## Extrait de page

-*-

2. En ce qui concerne l’appel 2003‑3274(IT)G, le ministre a eu raison d’établir une cotisation à l’égard de Ronald Coutre compte tenu du fait que celui‑ci a obtenu un avantage dont la valeur doit être déterminée en conséquence pour l’année d’imposition 1998, sur la base des justes valeurs marchandes déterminées dans les présents motifs.

 

Doctrine de la chose jugée

 

[15]         Dans la décision McFadyen v. The Queen[2], le juge en chef Rip a renvoyé à l’arrêt Henderson v. Henderson[3] lorsqu’il a énoncé la règle de la préclusion fondée sur la cause d’action (chose jugée) et en particulier au passage suivant :

 

24 […] lorsqu’une question donnée fait l’objet d’un litige qui est du ressort d’un tribunal compétent, le tribunal exige des parties au procès qu’elles invoquent tous les moyens dont elles disposent et il ne permettra pas aux parties (sauf dans des circonstances exceptionnelles) de rouvrir le débat sur des questions qui auraient pu être soulevées en même temps que l’objet du litige a été examiné mais qui ne l’ont pas été uniquement parce qu’on a omis de les soulever par négligence, par inadvertance ou même par accident. Le moyen tiré du principe de l’autorité de la chose jugée s’applique […] non seulement aux questions au sujet desquelles la Cour était effectivement requise par les parties de former une opinion et de rendre un jugement, mais aussi à toutes les questions qui faisaient à juste titre partie de l’objet du litige et que les parties auraient pu soulever à ce moment‑là si elles avaient fait preuve d’une diligence raisonnable.

-*-

## Consignes
**a)** D'après l'extrait sur la chose jugée, à quel arrêt le juge en chef Rip a-t-il renvoyé dans la décision McFadyen v. The Queen ?
**b)** Prolongez l'extrait sur la chose jugée en poursuivant le raisonnement après sa dernière phrase.
Les enregistrements qui suivent n'ont aucun rapport avec l'extrait sur la chose jugée.

## Relevé des données

-*-

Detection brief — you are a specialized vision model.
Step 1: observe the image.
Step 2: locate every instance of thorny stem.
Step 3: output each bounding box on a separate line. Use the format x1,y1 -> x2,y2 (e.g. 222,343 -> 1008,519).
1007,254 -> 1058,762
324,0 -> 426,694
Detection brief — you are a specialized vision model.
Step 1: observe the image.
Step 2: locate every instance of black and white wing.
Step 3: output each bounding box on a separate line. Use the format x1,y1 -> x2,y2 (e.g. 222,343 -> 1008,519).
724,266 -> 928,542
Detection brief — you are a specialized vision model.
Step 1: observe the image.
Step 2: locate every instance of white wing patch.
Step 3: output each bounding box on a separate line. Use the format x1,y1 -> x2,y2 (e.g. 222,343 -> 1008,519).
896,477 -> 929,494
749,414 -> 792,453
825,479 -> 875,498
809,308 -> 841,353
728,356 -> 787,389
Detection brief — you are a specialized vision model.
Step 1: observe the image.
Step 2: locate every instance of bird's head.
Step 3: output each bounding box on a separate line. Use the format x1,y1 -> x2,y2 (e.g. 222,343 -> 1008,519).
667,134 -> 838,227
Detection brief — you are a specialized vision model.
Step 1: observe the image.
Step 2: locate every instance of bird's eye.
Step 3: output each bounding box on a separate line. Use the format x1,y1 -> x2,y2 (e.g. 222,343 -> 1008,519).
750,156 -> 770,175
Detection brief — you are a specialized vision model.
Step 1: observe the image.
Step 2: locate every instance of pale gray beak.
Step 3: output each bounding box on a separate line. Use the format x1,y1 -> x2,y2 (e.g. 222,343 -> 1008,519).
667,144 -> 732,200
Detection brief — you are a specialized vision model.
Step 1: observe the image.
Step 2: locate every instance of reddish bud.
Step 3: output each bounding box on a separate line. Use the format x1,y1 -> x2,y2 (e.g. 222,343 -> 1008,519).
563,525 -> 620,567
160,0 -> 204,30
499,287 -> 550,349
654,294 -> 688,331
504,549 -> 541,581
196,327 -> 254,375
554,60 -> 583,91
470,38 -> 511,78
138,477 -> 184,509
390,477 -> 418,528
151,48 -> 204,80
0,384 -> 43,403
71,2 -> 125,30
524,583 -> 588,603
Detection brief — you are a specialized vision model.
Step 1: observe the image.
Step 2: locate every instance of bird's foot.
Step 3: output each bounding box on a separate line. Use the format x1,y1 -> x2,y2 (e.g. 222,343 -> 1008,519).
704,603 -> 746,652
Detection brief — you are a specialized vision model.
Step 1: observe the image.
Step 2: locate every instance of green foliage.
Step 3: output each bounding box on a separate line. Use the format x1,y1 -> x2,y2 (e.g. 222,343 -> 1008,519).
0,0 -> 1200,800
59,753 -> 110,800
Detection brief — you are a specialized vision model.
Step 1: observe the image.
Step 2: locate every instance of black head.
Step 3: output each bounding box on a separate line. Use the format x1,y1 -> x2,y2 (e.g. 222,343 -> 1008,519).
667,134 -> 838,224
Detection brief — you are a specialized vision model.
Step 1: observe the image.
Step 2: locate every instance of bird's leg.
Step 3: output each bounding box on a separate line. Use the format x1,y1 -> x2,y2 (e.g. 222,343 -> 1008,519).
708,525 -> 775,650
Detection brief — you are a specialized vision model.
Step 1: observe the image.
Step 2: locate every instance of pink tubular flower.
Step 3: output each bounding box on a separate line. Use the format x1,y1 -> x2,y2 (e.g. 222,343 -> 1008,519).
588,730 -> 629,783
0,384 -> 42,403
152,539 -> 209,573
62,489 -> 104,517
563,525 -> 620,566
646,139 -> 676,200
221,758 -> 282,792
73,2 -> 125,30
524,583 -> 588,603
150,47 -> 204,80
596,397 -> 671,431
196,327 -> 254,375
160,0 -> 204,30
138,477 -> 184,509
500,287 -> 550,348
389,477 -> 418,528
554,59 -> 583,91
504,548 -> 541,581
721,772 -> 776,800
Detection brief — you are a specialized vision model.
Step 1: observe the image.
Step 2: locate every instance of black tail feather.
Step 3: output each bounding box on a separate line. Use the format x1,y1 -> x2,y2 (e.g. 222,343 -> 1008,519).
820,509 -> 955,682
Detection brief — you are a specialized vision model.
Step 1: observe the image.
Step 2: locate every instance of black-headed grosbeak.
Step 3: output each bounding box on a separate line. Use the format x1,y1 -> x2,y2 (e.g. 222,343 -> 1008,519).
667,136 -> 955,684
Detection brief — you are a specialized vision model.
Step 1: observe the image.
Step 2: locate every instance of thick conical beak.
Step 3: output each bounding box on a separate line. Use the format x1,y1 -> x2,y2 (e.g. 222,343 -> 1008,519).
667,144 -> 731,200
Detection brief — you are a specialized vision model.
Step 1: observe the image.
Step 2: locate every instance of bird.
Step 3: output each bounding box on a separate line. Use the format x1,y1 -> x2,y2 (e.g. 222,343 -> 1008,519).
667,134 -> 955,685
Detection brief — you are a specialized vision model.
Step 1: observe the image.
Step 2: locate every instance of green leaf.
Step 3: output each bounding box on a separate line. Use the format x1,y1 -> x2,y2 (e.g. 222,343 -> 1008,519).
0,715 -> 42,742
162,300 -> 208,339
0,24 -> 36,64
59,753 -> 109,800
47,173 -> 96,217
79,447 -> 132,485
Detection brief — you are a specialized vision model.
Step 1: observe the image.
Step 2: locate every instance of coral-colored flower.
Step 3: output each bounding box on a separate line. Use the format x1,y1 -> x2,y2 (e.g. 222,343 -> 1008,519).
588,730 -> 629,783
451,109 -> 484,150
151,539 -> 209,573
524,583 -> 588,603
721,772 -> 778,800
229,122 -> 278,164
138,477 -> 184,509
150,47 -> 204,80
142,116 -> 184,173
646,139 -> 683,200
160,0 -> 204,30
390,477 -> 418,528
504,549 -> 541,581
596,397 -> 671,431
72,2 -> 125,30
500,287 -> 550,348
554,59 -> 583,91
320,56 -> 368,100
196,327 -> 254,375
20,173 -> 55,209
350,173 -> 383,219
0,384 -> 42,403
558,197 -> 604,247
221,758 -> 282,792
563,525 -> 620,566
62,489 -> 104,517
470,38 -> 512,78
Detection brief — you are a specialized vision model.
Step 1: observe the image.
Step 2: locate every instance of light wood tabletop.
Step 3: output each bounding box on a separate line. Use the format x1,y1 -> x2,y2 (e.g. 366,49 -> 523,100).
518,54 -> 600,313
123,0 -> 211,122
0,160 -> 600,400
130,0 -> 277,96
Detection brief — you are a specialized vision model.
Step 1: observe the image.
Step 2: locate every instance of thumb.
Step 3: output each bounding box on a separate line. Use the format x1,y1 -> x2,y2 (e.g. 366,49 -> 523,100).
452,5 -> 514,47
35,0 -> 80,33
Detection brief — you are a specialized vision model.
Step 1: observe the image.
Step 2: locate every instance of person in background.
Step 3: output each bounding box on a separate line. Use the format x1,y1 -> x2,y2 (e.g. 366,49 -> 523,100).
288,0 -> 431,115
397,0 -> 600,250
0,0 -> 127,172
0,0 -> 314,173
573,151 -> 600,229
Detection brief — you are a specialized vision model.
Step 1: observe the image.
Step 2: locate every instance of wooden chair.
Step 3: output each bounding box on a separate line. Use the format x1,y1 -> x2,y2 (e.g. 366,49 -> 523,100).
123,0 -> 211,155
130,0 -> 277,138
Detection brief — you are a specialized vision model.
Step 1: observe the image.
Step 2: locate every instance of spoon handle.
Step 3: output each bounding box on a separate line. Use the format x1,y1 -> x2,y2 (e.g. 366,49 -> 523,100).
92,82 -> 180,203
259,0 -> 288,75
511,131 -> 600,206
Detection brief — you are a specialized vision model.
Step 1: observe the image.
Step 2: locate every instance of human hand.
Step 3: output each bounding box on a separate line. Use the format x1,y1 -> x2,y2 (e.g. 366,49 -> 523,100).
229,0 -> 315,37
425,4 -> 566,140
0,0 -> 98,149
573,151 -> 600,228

-*-

## Réponses
**a)** À l'arrêt Henderson v. Henderson.

**b)**
 

[16]         Le juge en chef Rip s’est appuyé sur l’arrêt Angle c. Le ministre du Revenu national[4] pour énoncer les conditions qui doivent être satisfaites pour que la préclusion découlant d’une question déjà tranchée puisse être appliquée. Il a déclaré que les trois éléments suivants doivent être réunis : (i) que la même question ait été décidée; (ii) que la décision judiciaire invoquée comme créant la fin de non‑recevoir soit finale; et, (iii ) que les parties dans la décision judiciaire invoquée, ou leurs ayants droit, soient les mêmes que les parties engagées dans l’affaire où la fin de non‑recevoir est soulevée, ou leurs ayants droit. Le contribuable pourrait se voir interdire de soulever une nouvelle question en appel dans les cas où il lui aurait été possible de soumettre celle‑ci au tribunal dans le cadre de la première action, mais où il a omis de le faire.

 

33      Dans l’arrêt Danyluk c. Ainsworth Technologies Inc., la Cour suprême du Canada a fermement établi que l’application de la préclusion découlant d’une question déjà tranchée, lorsque les conditions applicables à cette doctrine sont réunies, est assujettie au pouvoir discrétionnaire judiciaire. Il semble qu’il en soit de même pour ce qui est de la préclusion fondée sur la cause d’action.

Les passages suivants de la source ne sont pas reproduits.